Action item: For each line of the data below, copy it if it holds the word "light".

Source data:

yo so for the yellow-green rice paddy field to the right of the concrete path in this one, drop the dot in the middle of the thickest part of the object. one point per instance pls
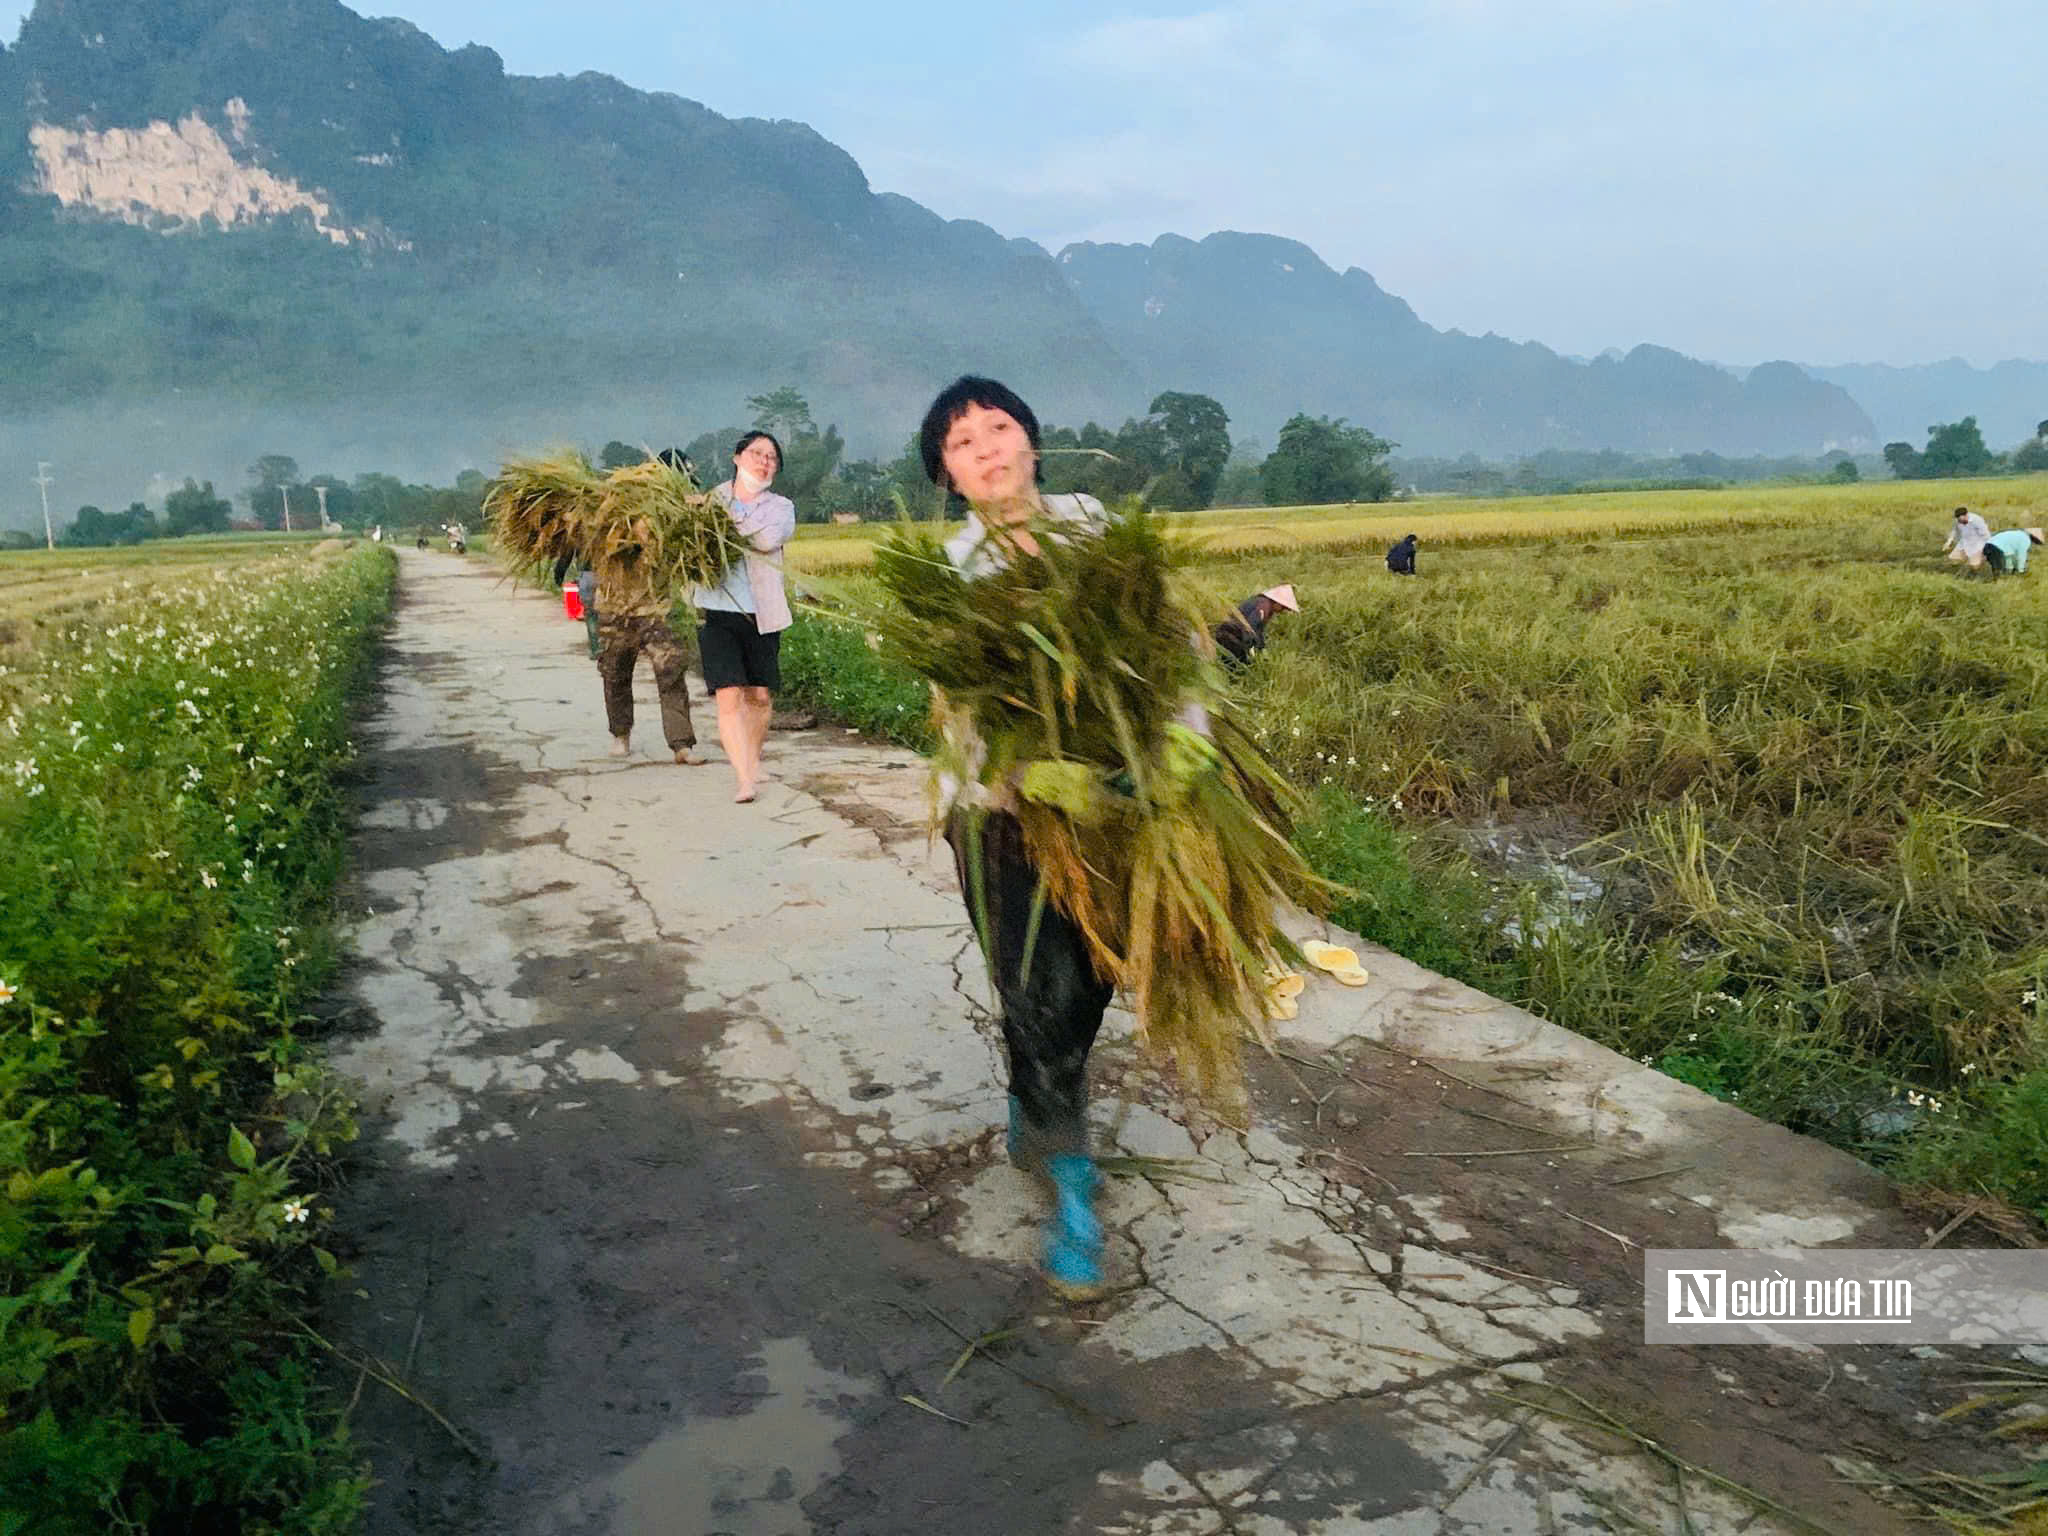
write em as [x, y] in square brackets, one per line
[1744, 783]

---

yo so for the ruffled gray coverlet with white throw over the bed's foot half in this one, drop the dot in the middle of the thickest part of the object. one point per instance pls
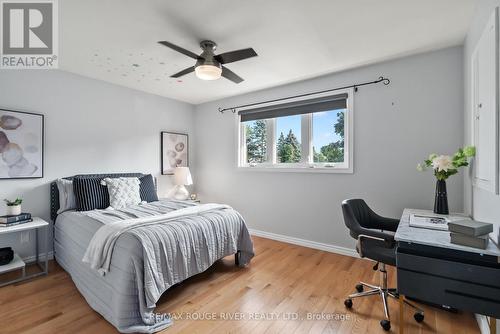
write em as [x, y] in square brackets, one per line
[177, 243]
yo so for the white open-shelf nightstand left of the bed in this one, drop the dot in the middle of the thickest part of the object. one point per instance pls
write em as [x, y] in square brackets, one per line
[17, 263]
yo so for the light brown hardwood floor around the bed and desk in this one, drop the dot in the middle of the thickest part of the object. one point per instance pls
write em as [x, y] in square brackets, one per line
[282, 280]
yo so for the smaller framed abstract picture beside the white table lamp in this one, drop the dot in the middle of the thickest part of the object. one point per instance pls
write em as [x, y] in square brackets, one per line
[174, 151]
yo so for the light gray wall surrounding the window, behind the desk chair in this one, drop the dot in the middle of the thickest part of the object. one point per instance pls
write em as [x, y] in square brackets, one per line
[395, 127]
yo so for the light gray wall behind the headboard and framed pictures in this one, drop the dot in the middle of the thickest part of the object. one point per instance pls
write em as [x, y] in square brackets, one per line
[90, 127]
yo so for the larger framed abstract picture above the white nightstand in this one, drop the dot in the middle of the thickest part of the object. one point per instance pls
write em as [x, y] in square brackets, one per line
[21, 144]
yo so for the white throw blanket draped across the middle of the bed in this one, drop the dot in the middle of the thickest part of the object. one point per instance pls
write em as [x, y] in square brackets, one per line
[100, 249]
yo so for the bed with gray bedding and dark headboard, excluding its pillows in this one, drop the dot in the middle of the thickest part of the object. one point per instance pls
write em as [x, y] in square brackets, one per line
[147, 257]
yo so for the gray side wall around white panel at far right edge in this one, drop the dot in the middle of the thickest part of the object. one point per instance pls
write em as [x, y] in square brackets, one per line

--

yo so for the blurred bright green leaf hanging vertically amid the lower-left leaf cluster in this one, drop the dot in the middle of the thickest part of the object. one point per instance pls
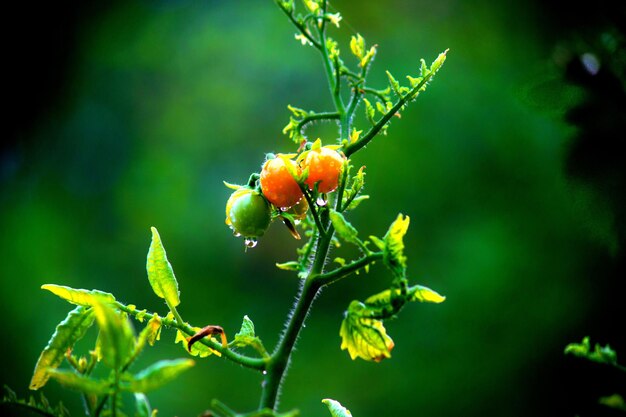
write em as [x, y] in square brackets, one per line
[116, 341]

Exercise answer:
yo so for the light brown hardwood floor around the bed and desk in this one, drop the dot in the middle of the thickest part of the object. one point per instance pls
yo so for the light gray wall surrounding the window, behind the desk chair in this one, drop the dot in the middle of the thickest part of the object. one point per instance pls
yo so for the light gray wall behind the headboard and framed pictures in this one, drop the dot in the middle of the thickest part of the object. one point per instance pls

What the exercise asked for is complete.